Rewrite the lines below as a Markdown table with the columns "Row" and "Line." Give each row its number, skip blank lines, and leave the pictures out.

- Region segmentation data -
- - - - - - -
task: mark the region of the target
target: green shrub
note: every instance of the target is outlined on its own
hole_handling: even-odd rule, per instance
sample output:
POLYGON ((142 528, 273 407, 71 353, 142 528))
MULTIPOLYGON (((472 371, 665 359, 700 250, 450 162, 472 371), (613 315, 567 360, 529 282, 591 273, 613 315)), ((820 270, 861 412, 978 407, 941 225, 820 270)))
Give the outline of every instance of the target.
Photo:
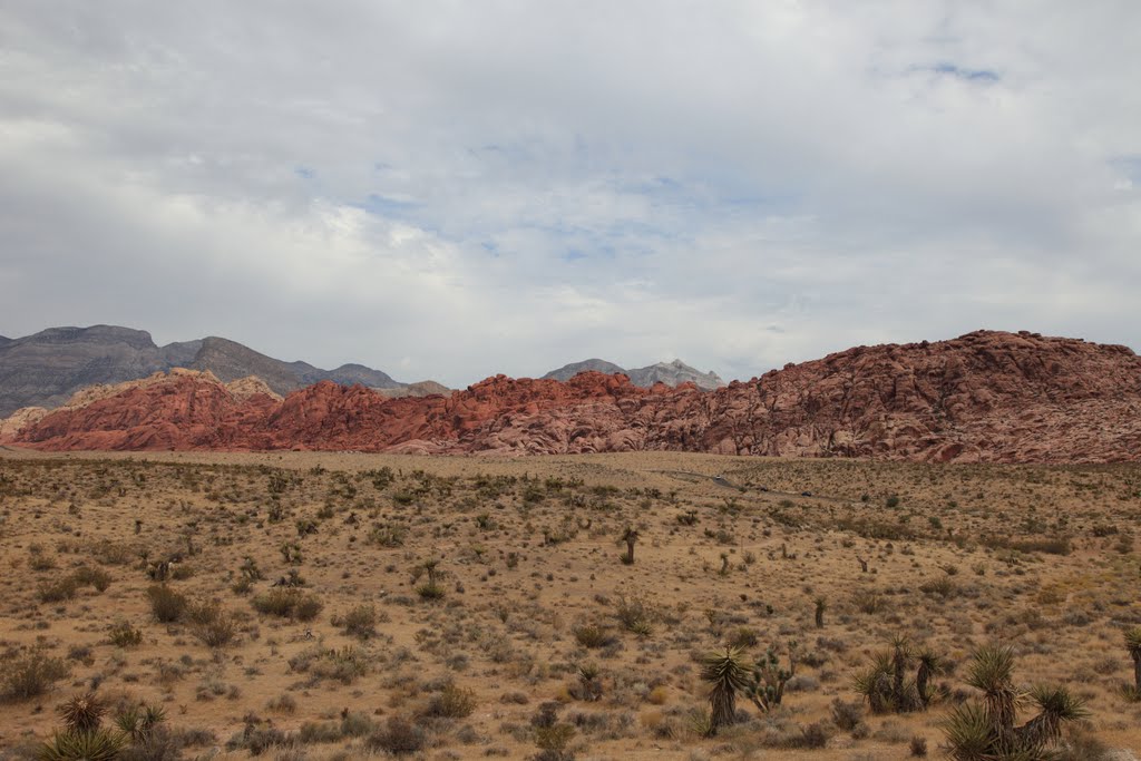
POLYGON ((75 583, 74 577, 64 576, 63 578, 57 578, 54 582, 48 582, 40 585, 39 597, 41 602, 64 602, 65 600, 71 600, 75 597, 75 591, 79 589, 79 584, 75 583))
POLYGON ((424 746, 424 730, 400 717, 390 717, 385 729, 374 731, 365 744, 370 750, 393 755, 415 753, 424 746))
POLYGON ((258 613, 282 618, 313 621, 324 604, 315 594, 306 594, 297 589, 275 589, 256 594, 250 604, 258 613))
POLYGON ((346 634, 358 639, 377 635, 377 609, 371 605, 358 605, 337 622, 346 634))
POLYGON ((141 630, 131 626, 126 621, 112 624, 107 637, 115 647, 135 647, 143 643, 141 630))
POLYGON ((234 617, 221 609, 218 602, 202 602, 187 608, 194 635, 207 647, 225 647, 237 635, 234 617))
POLYGON ((3 677, 0 677, 3 680, 0 696, 9 701, 39 697, 70 674, 71 669, 63 658, 49 656, 37 648, 5 664, 3 677))
POLYGON ((443 690, 432 696, 428 703, 426 713, 429 717, 443 717, 445 719, 463 719, 470 717, 476 710, 475 691, 447 685, 443 690))
POLYGON ((91 586, 97 592, 106 592, 111 586, 111 574, 103 568, 90 568, 81 566, 72 574, 72 578, 80 586, 91 586))
POLYGON ((160 623, 169 624, 178 621, 186 613, 186 597, 179 594, 165 584, 154 584, 147 588, 151 598, 151 612, 160 623))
- - - - - - -
- Answer to the problem -
| Row | Line |
|---|---|
| 1 | task: mark the region of the target |
| 2 | target: green shrub |
| 3 | note: every instance of the target is outlined on its own |
| 4 | hole_handling: even-odd rule, per instance |
| 5 | sample output: |
| 6 | POLYGON ((142 528, 273 407, 71 353, 142 528)) |
| 7 | MULTIPOLYGON (((472 371, 665 359, 700 250, 450 162, 472 371), (613 315, 567 360, 529 282, 591 273, 613 315)), ((820 270, 861 412, 978 407, 941 225, 820 270))) |
| 8 | Give the outline of every instance of the target. |
| 9 | Photo: |
| 10 | POLYGON ((75 583, 74 577, 64 576, 63 578, 57 578, 54 582, 48 582, 40 585, 39 597, 41 602, 64 602, 65 600, 71 600, 75 597, 75 591, 79 589, 79 584, 75 583)) |
| 11 | POLYGON ((424 746, 424 730, 400 717, 390 717, 385 729, 374 731, 365 744, 370 750, 393 755, 415 753, 424 746)) |
| 12 | POLYGON ((258 613, 282 618, 313 621, 324 604, 315 594, 306 594, 297 589, 275 589, 256 594, 250 604, 258 613)) |
| 13 | POLYGON ((346 634, 358 639, 377 635, 377 609, 371 605, 358 605, 337 622, 346 634)) |
| 14 | POLYGON ((141 630, 131 626, 126 621, 112 624, 107 637, 115 647, 135 647, 143 643, 141 630)) |
| 15 | POLYGON ((234 617, 221 609, 218 602, 202 602, 187 608, 194 635, 207 647, 225 647, 237 635, 234 617)) |
| 16 | POLYGON ((3 677, 0 677, 3 680, 0 696, 9 701, 39 697, 70 674, 71 669, 63 658, 49 656, 37 648, 5 664, 3 677)) |
| 17 | POLYGON ((443 690, 432 696, 428 703, 426 713, 429 717, 443 717, 445 719, 463 719, 470 717, 476 710, 475 691, 447 685, 443 690)) |
| 18 | POLYGON ((91 586, 97 592, 106 592, 111 586, 111 574, 103 568, 90 568, 81 566, 72 574, 72 578, 80 586, 91 586)) |
| 19 | POLYGON ((160 623, 169 624, 178 621, 186 613, 186 597, 179 594, 165 584, 154 584, 147 588, 151 598, 151 612, 160 623)) |